>> start

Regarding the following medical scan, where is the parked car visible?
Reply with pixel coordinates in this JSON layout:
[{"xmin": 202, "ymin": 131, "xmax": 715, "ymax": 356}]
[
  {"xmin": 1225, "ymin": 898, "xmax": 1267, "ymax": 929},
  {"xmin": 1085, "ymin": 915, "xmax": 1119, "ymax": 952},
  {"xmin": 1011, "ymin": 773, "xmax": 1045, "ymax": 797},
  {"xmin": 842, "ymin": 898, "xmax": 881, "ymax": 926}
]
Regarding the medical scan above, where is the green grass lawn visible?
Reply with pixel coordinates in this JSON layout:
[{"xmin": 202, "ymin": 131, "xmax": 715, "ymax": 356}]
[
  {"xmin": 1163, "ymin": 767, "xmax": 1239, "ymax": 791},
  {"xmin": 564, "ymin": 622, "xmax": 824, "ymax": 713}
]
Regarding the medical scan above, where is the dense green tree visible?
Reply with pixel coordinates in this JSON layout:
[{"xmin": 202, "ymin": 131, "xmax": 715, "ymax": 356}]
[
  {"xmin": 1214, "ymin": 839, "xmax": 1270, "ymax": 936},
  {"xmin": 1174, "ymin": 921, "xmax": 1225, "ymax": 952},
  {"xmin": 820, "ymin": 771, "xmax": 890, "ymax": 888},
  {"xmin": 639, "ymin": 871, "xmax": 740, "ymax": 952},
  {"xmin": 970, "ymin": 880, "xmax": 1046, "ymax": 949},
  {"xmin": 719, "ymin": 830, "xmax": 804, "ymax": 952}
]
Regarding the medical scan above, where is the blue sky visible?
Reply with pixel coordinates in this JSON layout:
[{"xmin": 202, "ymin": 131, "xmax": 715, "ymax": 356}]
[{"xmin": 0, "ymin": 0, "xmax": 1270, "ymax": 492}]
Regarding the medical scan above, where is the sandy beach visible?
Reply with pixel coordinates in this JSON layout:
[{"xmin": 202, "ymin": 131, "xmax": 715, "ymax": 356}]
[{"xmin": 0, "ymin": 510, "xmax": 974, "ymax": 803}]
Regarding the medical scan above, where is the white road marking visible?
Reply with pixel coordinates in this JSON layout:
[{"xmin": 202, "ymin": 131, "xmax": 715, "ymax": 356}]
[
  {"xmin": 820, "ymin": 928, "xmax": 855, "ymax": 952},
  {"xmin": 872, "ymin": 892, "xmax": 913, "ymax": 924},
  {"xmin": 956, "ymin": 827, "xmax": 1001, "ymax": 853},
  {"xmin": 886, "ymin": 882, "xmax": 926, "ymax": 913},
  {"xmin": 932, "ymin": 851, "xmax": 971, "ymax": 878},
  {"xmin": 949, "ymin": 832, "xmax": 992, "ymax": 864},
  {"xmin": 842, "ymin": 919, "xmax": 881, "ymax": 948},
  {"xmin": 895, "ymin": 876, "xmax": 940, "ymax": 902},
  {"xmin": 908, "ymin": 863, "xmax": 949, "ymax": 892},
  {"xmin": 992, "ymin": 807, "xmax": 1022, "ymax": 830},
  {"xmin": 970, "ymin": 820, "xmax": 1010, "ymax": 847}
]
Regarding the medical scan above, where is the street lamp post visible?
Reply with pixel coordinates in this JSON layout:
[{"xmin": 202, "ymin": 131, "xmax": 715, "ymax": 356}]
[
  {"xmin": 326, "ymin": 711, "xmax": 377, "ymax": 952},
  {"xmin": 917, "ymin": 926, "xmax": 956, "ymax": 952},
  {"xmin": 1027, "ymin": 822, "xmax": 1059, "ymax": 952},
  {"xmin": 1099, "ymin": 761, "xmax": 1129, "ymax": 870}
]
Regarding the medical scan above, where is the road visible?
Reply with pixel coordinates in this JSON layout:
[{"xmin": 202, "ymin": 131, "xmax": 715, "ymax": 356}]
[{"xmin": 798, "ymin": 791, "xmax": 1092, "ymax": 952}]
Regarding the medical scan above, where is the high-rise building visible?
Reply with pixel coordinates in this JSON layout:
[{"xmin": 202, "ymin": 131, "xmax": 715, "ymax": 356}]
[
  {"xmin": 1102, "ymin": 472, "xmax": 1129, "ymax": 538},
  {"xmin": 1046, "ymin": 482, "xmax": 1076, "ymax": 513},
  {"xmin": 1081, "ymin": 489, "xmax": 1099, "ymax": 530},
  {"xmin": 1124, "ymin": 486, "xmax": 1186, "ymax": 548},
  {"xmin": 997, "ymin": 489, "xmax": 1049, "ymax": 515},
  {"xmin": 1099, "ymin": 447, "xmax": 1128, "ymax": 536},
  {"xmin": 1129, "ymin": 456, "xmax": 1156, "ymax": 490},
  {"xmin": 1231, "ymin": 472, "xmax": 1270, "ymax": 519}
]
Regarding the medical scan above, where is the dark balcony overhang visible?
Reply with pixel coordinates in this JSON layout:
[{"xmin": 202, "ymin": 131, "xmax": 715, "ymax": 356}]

>> end

Copy all of the lines above word for word, with no changes.

Regarding the following medical scan, where is the parked car visible?
Reply with pixel coordinates in this JSON layout:
[{"xmin": 202, "ymin": 131, "xmax": 715, "ymax": 356}]
[
  {"xmin": 1225, "ymin": 898, "xmax": 1267, "ymax": 929},
  {"xmin": 1085, "ymin": 915, "xmax": 1119, "ymax": 952},
  {"xmin": 1011, "ymin": 773, "xmax": 1045, "ymax": 797},
  {"xmin": 842, "ymin": 898, "xmax": 881, "ymax": 926}
]
Regarding the medical scan above, where is the green grass lawn visible?
Reply with pixel coordinates in this JSON layout:
[{"xmin": 202, "ymin": 131, "xmax": 715, "ymax": 356}]
[
  {"xmin": 1163, "ymin": 767, "xmax": 1239, "ymax": 791},
  {"xmin": 564, "ymin": 622, "xmax": 824, "ymax": 713}
]
Regarding the medical scan above, where is the dense green tree visible?
Reply with pixel coordinates in this JSON layout:
[{"xmin": 202, "ymin": 131, "xmax": 715, "ymax": 356}]
[
  {"xmin": 1214, "ymin": 839, "xmax": 1270, "ymax": 936},
  {"xmin": 1174, "ymin": 921, "xmax": 1225, "ymax": 952},
  {"xmin": 820, "ymin": 771, "xmax": 890, "ymax": 888},
  {"xmin": 639, "ymin": 871, "xmax": 740, "ymax": 952},
  {"xmin": 970, "ymin": 880, "xmax": 1046, "ymax": 949},
  {"xmin": 719, "ymin": 830, "xmax": 804, "ymax": 952}
]
Regarding the medical scan above, where is the blue sky visible?
Reply with pixel coordinates in this JSON layout:
[{"xmin": 202, "ymin": 131, "xmax": 715, "ymax": 356}]
[{"xmin": 0, "ymin": 0, "xmax": 1270, "ymax": 492}]
Regarding the medical scan above, where is the sandy beach visible?
Reply with pixel coordinates in this JSON layout:
[{"xmin": 202, "ymin": 131, "xmax": 715, "ymax": 356}]
[{"xmin": 0, "ymin": 510, "xmax": 974, "ymax": 803}]
Regarding the medical scan above, where is the white road marking visible?
Reply with pixel coordinates in this JSON layout:
[{"xmin": 202, "ymin": 131, "xmax": 715, "ymax": 356}]
[
  {"xmin": 820, "ymin": 928, "xmax": 855, "ymax": 952},
  {"xmin": 872, "ymin": 892, "xmax": 913, "ymax": 924},
  {"xmin": 956, "ymin": 827, "xmax": 1001, "ymax": 853},
  {"xmin": 886, "ymin": 882, "xmax": 926, "ymax": 913},
  {"xmin": 932, "ymin": 851, "xmax": 971, "ymax": 878},
  {"xmin": 949, "ymin": 832, "xmax": 992, "ymax": 864},
  {"xmin": 842, "ymin": 919, "xmax": 881, "ymax": 948},
  {"xmin": 895, "ymin": 876, "xmax": 940, "ymax": 902},
  {"xmin": 908, "ymin": 863, "xmax": 949, "ymax": 892},
  {"xmin": 992, "ymin": 807, "xmax": 1022, "ymax": 830},
  {"xmin": 970, "ymin": 820, "xmax": 1010, "ymax": 847}
]
Regarding the medical scan above, where is the street lamp post visible?
Reply with pixel coordinates in this JSON layout:
[{"xmin": 202, "ymin": 131, "xmax": 715, "ymax": 356}]
[
  {"xmin": 326, "ymin": 711, "xmax": 377, "ymax": 952},
  {"xmin": 917, "ymin": 926, "xmax": 956, "ymax": 952},
  {"xmin": 1027, "ymin": 822, "xmax": 1059, "ymax": 952},
  {"xmin": 1099, "ymin": 761, "xmax": 1129, "ymax": 870}
]
Regarding the medical scan above, where is the road visible?
Reply with pixel coordinates in this JSON layout:
[{"xmin": 202, "ymin": 131, "xmax": 715, "ymax": 356}]
[{"xmin": 798, "ymin": 791, "xmax": 1092, "ymax": 952}]
Regarding the medical scan above, where is the high-rise building visible?
Reply with pixel coordinates in this JSON layout:
[{"xmin": 202, "ymin": 131, "xmax": 715, "ymax": 356}]
[
  {"xmin": 1102, "ymin": 472, "xmax": 1129, "ymax": 538},
  {"xmin": 1046, "ymin": 482, "xmax": 1076, "ymax": 513},
  {"xmin": 1081, "ymin": 489, "xmax": 1099, "ymax": 530},
  {"xmin": 1124, "ymin": 486, "xmax": 1186, "ymax": 548},
  {"xmin": 997, "ymin": 489, "xmax": 1049, "ymax": 515},
  {"xmin": 1099, "ymin": 447, "xmax": 1128, "ymax": 536},
  {"xmin": 1129, "ymin": 456, "xmax": 1156, "ymax": 490},
  {"xmin": 1231, "ymin": 472, "xmax": 1270, "ymax": 519}
]
Regarding the medical scan above, where is the dark balcony overhang visible?
Reply with pixel coordinates in this JSON layout:
[{"xmin": 202, "ymin": 131, "xmax": 715, "ymax": 356}]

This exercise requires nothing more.